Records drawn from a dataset
──────────

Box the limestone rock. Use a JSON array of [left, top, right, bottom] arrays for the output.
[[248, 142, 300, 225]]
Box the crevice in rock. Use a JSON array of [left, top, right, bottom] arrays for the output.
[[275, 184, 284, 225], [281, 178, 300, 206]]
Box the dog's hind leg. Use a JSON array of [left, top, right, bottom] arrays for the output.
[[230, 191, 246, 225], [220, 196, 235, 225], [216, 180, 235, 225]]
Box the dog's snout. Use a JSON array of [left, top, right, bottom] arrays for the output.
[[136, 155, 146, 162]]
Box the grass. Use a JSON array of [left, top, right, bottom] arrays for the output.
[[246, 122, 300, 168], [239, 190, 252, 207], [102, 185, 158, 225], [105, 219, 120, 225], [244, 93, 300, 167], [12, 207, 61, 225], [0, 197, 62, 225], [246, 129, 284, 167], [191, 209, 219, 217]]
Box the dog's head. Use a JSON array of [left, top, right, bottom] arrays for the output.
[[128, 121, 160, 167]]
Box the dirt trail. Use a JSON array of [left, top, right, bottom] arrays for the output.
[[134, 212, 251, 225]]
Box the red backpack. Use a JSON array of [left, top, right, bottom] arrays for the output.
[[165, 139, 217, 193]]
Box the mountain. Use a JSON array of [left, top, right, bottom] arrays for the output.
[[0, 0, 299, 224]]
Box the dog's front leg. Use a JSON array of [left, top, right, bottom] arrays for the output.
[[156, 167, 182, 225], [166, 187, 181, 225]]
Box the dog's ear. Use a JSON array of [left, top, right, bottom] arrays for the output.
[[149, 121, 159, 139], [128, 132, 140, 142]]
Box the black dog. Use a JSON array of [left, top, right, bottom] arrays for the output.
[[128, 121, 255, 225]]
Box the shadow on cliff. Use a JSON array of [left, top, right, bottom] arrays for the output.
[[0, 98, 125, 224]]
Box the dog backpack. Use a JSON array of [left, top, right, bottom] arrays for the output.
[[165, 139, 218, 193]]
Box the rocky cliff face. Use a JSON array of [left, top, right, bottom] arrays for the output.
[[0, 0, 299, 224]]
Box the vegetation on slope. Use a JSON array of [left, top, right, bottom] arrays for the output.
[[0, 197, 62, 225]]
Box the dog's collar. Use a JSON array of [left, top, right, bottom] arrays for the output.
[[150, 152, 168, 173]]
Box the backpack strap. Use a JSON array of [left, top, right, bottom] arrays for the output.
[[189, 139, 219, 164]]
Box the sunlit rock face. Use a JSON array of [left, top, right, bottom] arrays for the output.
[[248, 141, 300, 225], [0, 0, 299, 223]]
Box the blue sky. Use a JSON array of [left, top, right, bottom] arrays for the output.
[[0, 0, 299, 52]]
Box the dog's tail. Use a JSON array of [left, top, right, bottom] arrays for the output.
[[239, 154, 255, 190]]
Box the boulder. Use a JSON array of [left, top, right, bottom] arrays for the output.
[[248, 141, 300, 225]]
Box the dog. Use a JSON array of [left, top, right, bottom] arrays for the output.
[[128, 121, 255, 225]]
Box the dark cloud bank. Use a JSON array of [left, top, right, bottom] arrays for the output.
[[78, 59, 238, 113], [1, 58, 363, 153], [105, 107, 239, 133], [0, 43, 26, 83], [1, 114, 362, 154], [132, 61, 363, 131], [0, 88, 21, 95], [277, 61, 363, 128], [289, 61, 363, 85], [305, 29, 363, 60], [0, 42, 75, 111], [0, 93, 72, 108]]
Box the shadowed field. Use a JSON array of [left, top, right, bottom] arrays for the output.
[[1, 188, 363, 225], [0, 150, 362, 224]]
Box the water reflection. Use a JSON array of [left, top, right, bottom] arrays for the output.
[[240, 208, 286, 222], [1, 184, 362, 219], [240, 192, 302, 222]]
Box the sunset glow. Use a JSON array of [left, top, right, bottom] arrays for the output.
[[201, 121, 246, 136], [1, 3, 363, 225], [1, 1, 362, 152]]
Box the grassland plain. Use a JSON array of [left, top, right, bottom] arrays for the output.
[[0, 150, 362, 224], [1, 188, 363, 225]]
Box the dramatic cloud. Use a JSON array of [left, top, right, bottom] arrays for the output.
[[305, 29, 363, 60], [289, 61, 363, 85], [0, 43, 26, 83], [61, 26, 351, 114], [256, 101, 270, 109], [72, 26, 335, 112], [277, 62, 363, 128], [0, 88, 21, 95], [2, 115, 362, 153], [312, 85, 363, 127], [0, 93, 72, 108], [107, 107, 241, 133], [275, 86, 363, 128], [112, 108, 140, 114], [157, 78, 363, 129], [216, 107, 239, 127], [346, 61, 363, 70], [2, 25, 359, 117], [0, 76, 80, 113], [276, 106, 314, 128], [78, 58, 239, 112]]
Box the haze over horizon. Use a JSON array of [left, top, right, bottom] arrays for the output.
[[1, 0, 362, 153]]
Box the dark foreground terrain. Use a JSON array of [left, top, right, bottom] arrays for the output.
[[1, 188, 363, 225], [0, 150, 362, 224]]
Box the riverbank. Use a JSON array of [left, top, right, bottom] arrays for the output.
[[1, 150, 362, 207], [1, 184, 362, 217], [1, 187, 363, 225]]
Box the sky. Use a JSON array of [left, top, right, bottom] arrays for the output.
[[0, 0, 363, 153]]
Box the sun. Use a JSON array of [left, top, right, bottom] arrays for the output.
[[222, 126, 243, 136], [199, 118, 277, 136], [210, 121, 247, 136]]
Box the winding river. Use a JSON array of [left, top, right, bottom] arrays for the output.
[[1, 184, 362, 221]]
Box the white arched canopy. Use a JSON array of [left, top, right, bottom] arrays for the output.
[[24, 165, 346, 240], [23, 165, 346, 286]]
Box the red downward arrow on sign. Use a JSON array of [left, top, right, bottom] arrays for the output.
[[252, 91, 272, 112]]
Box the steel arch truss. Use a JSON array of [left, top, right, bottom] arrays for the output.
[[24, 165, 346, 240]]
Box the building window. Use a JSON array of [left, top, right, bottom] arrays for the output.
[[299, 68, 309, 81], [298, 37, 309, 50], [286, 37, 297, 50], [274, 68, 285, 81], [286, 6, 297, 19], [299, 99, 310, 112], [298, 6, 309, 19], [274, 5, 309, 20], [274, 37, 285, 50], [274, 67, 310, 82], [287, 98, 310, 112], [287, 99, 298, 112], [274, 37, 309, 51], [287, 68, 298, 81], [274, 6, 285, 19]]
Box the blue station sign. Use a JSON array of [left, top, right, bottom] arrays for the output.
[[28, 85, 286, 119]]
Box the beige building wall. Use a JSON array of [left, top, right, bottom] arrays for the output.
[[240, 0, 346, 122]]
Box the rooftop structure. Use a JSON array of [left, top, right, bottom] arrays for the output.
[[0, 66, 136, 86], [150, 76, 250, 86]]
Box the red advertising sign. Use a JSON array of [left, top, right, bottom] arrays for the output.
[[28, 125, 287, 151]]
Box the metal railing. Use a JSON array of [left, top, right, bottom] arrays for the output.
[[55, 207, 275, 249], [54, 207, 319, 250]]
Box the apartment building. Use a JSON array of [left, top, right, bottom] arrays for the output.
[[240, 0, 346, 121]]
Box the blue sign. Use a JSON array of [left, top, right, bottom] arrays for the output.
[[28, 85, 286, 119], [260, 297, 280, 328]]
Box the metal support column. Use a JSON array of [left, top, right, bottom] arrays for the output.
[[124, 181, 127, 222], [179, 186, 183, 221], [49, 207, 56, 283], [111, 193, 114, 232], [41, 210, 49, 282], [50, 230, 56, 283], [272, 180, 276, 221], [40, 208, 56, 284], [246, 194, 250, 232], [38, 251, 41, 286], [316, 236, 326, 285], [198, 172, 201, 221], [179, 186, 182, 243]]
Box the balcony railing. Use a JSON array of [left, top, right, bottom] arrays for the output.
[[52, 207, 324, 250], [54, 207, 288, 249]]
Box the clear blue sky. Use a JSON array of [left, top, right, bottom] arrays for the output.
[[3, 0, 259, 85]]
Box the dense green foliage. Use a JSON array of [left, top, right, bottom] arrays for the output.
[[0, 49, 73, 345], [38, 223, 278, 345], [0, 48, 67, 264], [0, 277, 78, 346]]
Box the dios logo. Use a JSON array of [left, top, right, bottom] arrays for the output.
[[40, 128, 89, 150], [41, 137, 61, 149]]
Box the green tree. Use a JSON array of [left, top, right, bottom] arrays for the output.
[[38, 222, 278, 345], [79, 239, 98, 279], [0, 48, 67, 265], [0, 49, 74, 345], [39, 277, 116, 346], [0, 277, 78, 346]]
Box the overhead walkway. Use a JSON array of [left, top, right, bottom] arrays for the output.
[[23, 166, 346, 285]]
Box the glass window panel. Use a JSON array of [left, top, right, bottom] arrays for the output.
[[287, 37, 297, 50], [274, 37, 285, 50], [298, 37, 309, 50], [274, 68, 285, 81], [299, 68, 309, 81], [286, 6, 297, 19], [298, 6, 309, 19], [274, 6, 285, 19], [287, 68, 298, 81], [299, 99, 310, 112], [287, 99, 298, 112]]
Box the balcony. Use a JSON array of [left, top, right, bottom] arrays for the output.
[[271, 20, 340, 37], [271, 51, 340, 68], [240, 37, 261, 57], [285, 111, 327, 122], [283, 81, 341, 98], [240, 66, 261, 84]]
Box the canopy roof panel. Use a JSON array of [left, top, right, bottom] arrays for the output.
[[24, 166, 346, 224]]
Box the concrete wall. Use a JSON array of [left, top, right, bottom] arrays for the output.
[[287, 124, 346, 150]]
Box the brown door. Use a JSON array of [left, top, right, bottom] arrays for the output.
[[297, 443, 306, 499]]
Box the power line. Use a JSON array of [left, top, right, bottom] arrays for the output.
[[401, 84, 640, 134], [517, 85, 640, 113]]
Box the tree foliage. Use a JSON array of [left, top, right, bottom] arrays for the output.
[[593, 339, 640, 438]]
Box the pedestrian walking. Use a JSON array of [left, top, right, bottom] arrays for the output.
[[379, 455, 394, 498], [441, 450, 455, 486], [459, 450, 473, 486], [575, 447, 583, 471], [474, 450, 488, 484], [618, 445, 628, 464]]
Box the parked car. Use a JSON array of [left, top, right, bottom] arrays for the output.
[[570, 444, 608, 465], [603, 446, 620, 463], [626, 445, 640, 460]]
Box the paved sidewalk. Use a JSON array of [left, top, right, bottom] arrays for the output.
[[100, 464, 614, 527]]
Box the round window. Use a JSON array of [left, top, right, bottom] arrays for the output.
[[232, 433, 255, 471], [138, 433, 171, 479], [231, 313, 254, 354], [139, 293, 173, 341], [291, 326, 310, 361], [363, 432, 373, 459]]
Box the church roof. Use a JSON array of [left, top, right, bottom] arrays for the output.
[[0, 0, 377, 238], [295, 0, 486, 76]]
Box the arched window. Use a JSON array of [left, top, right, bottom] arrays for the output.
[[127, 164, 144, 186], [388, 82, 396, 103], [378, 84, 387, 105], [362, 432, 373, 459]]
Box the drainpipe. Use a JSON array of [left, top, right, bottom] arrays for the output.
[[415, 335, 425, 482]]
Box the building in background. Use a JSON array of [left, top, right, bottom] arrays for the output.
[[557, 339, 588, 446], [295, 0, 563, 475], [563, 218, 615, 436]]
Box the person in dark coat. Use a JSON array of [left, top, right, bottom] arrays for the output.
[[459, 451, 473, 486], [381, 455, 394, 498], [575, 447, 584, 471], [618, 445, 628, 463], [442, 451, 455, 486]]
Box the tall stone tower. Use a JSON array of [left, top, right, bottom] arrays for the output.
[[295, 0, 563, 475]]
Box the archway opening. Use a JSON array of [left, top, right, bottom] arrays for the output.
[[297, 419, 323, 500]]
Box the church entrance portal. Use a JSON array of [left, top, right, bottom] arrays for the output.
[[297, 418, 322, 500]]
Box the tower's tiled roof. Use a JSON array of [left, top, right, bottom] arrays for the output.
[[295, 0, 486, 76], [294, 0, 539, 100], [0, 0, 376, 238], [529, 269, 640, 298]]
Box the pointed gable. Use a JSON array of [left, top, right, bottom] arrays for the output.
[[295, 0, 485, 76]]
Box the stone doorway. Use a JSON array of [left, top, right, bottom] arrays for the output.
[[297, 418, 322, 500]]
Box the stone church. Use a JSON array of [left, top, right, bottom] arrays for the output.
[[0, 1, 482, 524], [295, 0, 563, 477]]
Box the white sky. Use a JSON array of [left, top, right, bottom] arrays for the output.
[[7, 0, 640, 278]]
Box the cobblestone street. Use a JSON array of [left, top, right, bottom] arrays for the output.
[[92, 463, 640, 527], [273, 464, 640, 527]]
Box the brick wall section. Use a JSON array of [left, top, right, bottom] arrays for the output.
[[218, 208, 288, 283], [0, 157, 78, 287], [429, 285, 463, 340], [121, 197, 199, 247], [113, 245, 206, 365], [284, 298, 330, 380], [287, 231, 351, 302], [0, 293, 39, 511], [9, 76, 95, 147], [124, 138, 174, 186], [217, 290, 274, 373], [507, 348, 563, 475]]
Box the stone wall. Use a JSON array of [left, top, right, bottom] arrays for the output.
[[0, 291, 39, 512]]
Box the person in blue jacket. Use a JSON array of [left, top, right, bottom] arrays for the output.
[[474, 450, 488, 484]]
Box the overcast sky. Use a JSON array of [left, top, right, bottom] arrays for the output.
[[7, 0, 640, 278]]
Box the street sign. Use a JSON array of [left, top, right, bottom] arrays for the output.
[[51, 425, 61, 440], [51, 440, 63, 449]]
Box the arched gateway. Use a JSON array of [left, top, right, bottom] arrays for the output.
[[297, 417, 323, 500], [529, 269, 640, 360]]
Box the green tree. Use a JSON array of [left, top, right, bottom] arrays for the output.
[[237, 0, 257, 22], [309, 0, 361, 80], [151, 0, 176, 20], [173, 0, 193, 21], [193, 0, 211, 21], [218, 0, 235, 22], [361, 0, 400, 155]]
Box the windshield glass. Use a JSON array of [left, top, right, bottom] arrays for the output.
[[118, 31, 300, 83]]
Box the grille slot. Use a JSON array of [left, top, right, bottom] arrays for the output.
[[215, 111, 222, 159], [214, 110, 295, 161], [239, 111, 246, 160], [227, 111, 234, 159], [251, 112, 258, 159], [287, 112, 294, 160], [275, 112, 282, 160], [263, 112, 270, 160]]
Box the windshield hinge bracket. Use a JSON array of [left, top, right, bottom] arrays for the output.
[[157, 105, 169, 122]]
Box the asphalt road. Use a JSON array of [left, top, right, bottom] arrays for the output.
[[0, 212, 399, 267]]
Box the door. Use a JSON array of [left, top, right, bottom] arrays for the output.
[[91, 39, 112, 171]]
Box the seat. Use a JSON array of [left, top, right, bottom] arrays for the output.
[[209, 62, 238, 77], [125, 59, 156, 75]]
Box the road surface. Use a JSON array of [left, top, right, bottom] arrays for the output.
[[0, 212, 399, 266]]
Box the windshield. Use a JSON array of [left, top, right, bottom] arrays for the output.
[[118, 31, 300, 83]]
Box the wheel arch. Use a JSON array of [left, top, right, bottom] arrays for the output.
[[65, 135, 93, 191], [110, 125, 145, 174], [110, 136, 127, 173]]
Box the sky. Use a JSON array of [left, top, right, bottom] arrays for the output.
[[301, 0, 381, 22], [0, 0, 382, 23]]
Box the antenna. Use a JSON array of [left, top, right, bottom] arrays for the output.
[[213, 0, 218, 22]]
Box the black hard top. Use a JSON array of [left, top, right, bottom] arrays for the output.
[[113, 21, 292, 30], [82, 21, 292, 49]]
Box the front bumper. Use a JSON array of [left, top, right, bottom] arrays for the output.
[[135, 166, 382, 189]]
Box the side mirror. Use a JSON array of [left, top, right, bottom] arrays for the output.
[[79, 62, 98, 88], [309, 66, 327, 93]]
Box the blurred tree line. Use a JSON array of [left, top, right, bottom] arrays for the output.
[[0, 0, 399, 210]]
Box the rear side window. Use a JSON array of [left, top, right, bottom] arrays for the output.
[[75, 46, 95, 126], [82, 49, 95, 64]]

──────────

• [Exercise brief]
Please reproduce the closing stretch of the records, from the line with "Box the antenna." through the last line, exactly as it stands.

• [Response]
Box the antenna. Use a JSON array of [left, top, right, bottom] arrays for the output.
[[213, 0, 218, 22]]
Box the black hard top. Use a JSON array of [left, top, right, bottom] arrays for the output.
[[113, 21, 292, 30], [82, 21, 292, 49]]
Box the front bumper. Use a JSON array of [left, top, right, bottom] arrays for the output.
[[135, 166, 382, 189]]
Box the side mirror. Use a JSON array of [left, top, right, bottom] arrays for the output.
[[79, 62, 98, 88], [309, 66, 327, 93]]
Box the blurred tree line. Use a JSON array of [left, top, right, bottom] arrays for the output.
[[0, 0, 399, 210]]
Box the rear side window. Use a JSON array of [left, top, right, bottom] arrays for the output.
[[75, 46, 95, 126], [82, 49, 95, 64]]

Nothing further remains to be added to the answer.